Copy each of the following records line for line, with no changes. Omit the pictures from your copy.

[Begin The input]

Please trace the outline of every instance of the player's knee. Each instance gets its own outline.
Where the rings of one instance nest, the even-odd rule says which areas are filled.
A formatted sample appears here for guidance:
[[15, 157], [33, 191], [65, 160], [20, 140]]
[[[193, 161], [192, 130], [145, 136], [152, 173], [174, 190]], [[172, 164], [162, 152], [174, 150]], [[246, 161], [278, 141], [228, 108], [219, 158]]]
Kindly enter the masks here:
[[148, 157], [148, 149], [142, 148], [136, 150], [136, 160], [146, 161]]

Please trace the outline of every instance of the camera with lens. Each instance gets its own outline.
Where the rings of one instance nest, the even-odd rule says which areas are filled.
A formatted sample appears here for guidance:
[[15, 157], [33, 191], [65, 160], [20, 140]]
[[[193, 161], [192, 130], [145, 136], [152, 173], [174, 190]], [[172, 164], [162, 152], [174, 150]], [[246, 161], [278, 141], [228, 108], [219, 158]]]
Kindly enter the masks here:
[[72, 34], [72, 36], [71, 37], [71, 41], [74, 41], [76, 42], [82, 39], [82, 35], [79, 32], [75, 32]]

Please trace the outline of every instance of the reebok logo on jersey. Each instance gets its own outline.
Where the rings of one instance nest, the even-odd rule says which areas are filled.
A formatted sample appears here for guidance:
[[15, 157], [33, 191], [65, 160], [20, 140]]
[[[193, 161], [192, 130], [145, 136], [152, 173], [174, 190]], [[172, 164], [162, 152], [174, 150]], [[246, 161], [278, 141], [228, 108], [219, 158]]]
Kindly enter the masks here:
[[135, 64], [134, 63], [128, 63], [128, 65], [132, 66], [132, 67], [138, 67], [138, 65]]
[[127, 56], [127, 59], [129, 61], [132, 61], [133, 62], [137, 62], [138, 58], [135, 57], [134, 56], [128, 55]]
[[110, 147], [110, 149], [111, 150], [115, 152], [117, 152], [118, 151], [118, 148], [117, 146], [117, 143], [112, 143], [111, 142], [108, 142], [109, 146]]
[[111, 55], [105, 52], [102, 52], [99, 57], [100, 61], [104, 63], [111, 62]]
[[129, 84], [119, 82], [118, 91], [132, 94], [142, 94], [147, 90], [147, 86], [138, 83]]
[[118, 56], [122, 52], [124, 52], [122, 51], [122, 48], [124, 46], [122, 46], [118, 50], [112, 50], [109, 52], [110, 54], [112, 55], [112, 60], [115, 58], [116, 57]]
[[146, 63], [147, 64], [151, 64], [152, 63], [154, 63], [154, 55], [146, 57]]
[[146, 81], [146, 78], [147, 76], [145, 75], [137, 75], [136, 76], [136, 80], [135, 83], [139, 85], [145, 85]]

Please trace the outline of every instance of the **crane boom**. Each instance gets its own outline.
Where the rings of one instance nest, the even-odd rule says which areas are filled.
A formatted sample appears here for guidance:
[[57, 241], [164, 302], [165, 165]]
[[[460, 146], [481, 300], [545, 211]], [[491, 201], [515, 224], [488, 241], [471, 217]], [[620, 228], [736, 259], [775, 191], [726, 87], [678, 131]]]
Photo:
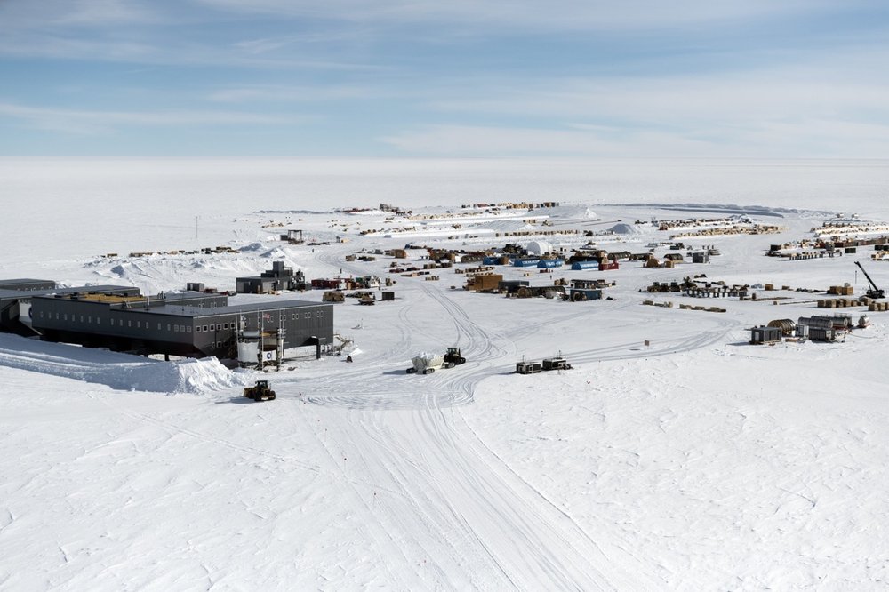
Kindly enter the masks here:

[End The input]

Written reply -
Please trace the outline of every instance of the player's knee. Each instance gets its own outline.
Where the rings of one instance nest, the even-odd rule says which areas are filled.
A formatted sample appears here for guidance:
[[15, 157], [33, 191], [65, 160], [20, 140]]
[[[193, 161], [192, 130], [145, 136], [152, 173], [174, 190]], [[172, 164], [162, 152], [174, 150]], [[246, 161], [278, 141], [228, 108], [219, 158]]]
Kindly enter the masks here:
[[148, 157], [148, 149], [142, 148], [136, 150], [136, 160], [146, 161]]

Please trace the outline of every instance of the camera with lens. Each instance gets its own outline.
Where the rings of one instance nest, the even-odd rule says which areas are filled.
A formatted sample appears here for guidance:
[[15, 157], [33, 191], [65, 160], [20, 140]]
[[[193, 161], [192, 130], [145, 136], [152, 173], [174, 190]], [[172, 164], [162, 152], [174, 150]], [[246, 161], [278, 141], [228, 108], [219, 158]]]
Kindly enter the masks here:
[[72, 34], [72, 36], [71, 37], [71, 41], [74, 41], [76, 42], [82, 39], [82, 35], [79, 32], [75, 32]]

Please trace the outline of every instance of the reebok logo on jersey. Each instance gets its own outline.
Where the rings of one instance nest, the even-odd rule says which areas are filled.
A formatted sample appears here for guidance:
[[15, 157], [33, 191], [65, 160], [20, 140]]
[[[193, 161], [192, 130], [145, 136], [152, 173], [174, 190]], [[172, 164], [162, 152], [174, 150]], [[246, 161], [278, 141], [228, 108], [219, 158]]]
Kindly enter the masks here:
[[135, 64], [134, 63], [128, 63], [128, 65], [132, 66], [132, 67], [138, 67], [138, 65]]
[[127, 56], [127, 59], [129, 61], [132, 61], [133, 62], [137, 62], [138, 58], [135, 57], [134, 56], [128, 55]]
[[110, 147], [110, 149], [111, 150], [115, 152], [117, 152], [118, 151], [118, 148], [117, 146], [117, 143], [112, 143], [111, 142], [108, 142], [109, 146]]
[[111, 55], [105, 52], [102, 52], [99, 57], [100, 61], [104, 63], [111, 62]]
[[129, 84], [119, 82], [118, 91], [132, 94], [142, 94], [147, 90], [147, 86], [138, 83]]
[[118, 56], [122, 52], [124, 52], [122, 51], [122, 48], [124, 46], [122, 46], [118, 50], [112, 50], [109, 52], [110, 54], [112, 55], [112, 60], [115, 58], [116, 57]]
[[146, 63], [147, 64], [151, 64], [152, 63], [154, 63], [154, 55], [146, 57]]
[[146, 81], [146, 78], [147, 76], [145, 75], [137, 75], [136, 76], [136, 80], [135, 83], [139, 85], [145, 85]]

Please trace the outline of every instance of the **crane boom**. Each instance gets its own outline.
Where the rings of one instance nest, the even-odd rule says which areas are filled.
A formatted sample appears here for guidance:
[[57, 241], [164, 302], [165, 165]]
[[[460, 146], [481, 300], [545, 211]], [[491, 201], [515, 224], [488, 241], [471, 217]], [[620, 228], [736, 259], [775, 191], [726, 87], [678, 131]]]
Photo:
Kindly enter the masks here:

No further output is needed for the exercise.